**DOCUMENT SECTION**
+--

Introducing the H. Moser & Cie Endeavour Centre Seconds Concept Lime Green

Introducing the H. Moser & Cie Endeavour Centre Seconds Concept Lime Green

The green dial trend of 2021 seems to have gone as quickly as it arrived. Now we are seeing some brands jump on the “Tiffany blue” bandwagon in 2022, but Moser seems to have not gotten the memo. No matter. Moser has always marched to the beat of its own drum anyway. In 2021, its green dial contribution took the form of a fumé (smoke) dial color called Blue Lagoon in the Pioneer Centre Seconds Mega Cool (you just can’t beat Moser’s naming conventions).

This year, for the latest addition to the Endeavour Collection, Moser is sticking with green, with the more literally named Endeavour Centre Seconds Concept Lime Green. The case is the familiar 40mm sculpted block of highly polished stainless steel, with a svelte concave side profile that is the most voluptuous Moser makes. And yet this beauty of a case plays sidekick to the main attraction underneath the sapphire crystal of every Endeavour — the stripped-down dial. The fumé dial effect is synonymous with Moser and is often expressed as a painted sunburst brushed finish that requires more than 200 steps to achieve. This new Endeavour steers slightly away from that norm with a dial in “grand feu’’ enamel and a textured surface that mimics the dappled effect of hand-hammered gold.

H. Moser & Cie Endeavour Centre Seconds Concept Lime Green
Moser sticks with a green dial for their latest 2022 Endeavour and it's a beauty.

While Moser cannot claim to be the first to use enamel with a dusky ombré (shadow) effect (that honor goes to anOrdain in 2019, discovered serendipitously), it achieves this new Lime Green colorway to great effect through the mastery of age-old enameling techniques but with a slight twist. The traditional method of creating an enamel dial of a single color is by applying colored enamel powder to a metal disc, either by sieving the powder over it or mixing it with water and brushing it on evenly. The dial is then fired in a kiln to a temperature of between 800°C to 1200°C, which melts the enamel, bonding it to the metal surface. The enamel is allowed to cool, after which it is sanded smooth to remove imperfections before the next layer of enamel is applied. The process of firing, cooling and sanding is repeated for every layer of enamel required, and it is this painstaking, laborious technique that gives enamel dials their deep, milky rich luster and completely even consistency that never fades with time. The term “grand feu” or “great fire” comes from the fact that the dials will burst into flames upon entering the kiln, burning off the alcohol that is sprayed on them. The alcohol spray ensures the enamel powder adheres to the metal disk when being transferred from workbench to kiln.

H. Moser & Cie Endeavour Centre Seconds Concept Lime Green
Enamel is completely inert and unflappable towards the ageing effects of time. Steer clear if you like your dials to patina.

+--

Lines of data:
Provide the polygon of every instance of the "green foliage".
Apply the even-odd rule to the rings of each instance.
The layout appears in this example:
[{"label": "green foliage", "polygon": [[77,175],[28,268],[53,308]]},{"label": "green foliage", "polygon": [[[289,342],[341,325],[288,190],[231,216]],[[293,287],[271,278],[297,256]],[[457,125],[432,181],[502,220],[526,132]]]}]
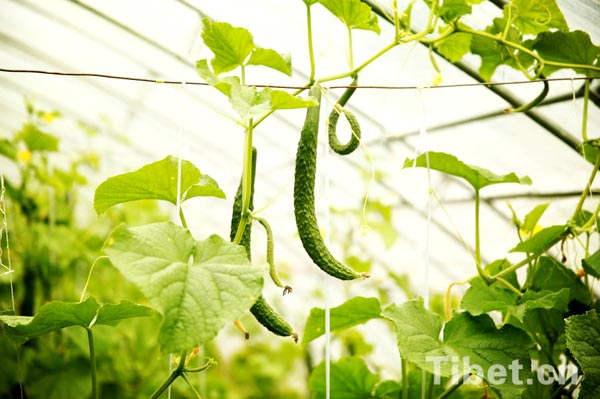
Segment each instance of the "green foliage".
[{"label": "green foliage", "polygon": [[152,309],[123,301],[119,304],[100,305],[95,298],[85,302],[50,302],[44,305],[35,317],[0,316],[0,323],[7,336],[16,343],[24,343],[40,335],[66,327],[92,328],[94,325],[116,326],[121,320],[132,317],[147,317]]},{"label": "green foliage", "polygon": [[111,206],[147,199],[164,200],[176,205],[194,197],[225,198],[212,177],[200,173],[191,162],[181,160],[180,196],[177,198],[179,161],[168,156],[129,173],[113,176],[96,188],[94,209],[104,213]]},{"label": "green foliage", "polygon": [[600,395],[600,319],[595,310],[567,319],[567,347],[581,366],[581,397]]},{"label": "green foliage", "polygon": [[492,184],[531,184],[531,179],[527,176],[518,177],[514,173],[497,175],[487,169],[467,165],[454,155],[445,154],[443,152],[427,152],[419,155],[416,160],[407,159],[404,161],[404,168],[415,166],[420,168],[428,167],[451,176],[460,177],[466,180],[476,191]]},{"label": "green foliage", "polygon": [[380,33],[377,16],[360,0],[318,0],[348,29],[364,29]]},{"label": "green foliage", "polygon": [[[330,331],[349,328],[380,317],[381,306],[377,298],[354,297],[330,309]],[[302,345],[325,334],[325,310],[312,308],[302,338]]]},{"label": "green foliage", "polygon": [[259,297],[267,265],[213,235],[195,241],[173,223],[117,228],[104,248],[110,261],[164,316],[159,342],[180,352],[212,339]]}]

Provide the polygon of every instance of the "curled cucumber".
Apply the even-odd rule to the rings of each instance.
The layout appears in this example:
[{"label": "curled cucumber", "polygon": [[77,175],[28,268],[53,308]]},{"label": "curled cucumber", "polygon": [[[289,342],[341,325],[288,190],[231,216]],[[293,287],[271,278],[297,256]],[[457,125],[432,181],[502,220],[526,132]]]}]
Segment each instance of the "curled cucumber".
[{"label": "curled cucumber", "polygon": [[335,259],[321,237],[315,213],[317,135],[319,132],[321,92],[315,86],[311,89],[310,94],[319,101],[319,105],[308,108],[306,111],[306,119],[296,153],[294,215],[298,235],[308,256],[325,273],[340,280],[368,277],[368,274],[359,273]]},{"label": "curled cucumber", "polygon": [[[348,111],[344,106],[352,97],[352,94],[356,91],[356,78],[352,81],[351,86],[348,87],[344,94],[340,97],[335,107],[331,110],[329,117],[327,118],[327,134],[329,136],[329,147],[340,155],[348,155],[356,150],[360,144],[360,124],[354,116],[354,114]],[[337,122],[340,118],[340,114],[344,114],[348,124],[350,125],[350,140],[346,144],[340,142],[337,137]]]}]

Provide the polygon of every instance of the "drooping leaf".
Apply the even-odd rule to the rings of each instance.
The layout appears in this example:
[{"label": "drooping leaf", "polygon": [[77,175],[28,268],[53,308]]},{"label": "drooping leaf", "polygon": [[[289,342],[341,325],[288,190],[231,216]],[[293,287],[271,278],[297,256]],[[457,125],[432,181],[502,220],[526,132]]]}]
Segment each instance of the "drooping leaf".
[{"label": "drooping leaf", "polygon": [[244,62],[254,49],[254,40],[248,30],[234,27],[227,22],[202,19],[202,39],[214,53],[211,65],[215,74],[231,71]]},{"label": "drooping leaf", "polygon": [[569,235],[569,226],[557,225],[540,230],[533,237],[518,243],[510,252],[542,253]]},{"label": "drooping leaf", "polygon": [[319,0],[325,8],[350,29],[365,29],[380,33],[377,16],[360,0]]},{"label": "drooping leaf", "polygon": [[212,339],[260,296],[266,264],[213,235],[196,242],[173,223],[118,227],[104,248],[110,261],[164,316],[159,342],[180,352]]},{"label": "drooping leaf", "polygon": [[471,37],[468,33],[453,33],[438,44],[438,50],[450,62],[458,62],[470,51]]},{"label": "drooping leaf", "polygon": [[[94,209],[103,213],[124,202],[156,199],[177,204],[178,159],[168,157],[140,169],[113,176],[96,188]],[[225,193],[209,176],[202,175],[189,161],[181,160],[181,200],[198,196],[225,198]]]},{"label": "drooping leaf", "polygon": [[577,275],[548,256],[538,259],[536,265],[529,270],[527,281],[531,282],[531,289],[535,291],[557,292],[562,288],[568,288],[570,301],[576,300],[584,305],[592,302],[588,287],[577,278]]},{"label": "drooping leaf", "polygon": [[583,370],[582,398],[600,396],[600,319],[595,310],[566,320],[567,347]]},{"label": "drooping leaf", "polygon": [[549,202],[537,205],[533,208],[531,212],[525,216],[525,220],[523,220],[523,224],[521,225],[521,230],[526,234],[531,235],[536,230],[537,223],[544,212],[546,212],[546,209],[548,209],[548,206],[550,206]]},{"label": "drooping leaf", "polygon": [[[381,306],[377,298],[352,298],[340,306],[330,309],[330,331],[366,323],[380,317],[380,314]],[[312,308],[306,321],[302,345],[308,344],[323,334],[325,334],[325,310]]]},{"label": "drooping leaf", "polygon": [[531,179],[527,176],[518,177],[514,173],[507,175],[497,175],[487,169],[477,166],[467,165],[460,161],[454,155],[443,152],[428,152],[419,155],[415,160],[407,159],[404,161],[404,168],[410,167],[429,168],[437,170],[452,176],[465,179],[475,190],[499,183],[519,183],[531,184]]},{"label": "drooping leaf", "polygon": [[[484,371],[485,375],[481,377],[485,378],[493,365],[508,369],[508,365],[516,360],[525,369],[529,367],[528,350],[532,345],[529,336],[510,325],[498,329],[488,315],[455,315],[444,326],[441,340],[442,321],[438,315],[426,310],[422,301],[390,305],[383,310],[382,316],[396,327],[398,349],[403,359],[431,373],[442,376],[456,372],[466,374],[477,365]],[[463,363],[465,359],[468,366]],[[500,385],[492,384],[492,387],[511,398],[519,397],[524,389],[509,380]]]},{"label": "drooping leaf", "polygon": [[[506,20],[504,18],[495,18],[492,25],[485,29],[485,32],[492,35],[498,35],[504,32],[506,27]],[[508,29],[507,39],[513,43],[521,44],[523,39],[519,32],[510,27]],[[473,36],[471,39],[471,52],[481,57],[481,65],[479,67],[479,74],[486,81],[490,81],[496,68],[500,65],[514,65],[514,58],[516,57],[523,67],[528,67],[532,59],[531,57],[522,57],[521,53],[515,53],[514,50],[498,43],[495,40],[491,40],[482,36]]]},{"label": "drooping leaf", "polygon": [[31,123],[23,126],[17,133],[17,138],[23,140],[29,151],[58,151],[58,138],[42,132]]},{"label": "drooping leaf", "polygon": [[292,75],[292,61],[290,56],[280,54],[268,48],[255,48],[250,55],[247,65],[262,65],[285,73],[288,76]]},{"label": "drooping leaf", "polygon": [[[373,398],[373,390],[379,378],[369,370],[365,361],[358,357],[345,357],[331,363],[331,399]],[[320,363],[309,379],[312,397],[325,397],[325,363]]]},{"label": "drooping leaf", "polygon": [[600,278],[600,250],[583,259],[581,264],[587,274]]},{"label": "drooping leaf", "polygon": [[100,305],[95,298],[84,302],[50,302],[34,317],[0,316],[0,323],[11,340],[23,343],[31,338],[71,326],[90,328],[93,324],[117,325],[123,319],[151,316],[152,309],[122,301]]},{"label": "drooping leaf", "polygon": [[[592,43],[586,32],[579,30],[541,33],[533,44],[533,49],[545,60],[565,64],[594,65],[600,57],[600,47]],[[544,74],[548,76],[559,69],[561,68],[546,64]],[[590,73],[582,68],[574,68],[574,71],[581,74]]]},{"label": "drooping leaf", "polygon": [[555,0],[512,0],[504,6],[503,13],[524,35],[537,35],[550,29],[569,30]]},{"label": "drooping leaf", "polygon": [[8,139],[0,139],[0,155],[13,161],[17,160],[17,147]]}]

+--

**TASK SET**
a – Answer these questions from the watch article.
(i) What is the diameter of the Endeavour case?
(ii) Between what temperatures is an enamel dial fired in the kiln?
(iii) What was the fumé dial color in Moser's 2021 green contribution called?
b – According to the watch article, which steps are repeated for every layer of enamel? List them all.
c – Return the passage of the watch article word for word, starting at "This year, for" and ending at "of hand-hammered gold.".

**WORKED ANSWERS**
a –
(i) 40mm
(ii) 800°C to 1200°C
(iii) Blue Lagoon

b –
- Firing
- Cooling
- Sanding

c –
This year, for the latest addition to the Endeavour Collection, Moser is sticking with green, with the more literally named Endeavour Centre Seconds Concept Lime Green. The case is the familiar 40mm sculpted block of highly polished stainless steel, with a svelte concave side profile that is the most voluptuous Moser makes. And yet this beauty of a case plays sidekick to the main attraction underneath the sapphire crystal of every Endeavour — the stripped-down dial. The fumé dial effect is synonymous with Moser and is often expressed as a painted sunburst brushed finish that requires more than 200 steps to achieve. This new Endeavour steers slightly away from that norm with a dial in “grand feu’’ enamel and a textured surface that mimics the dappled effect of hand-hammered gold.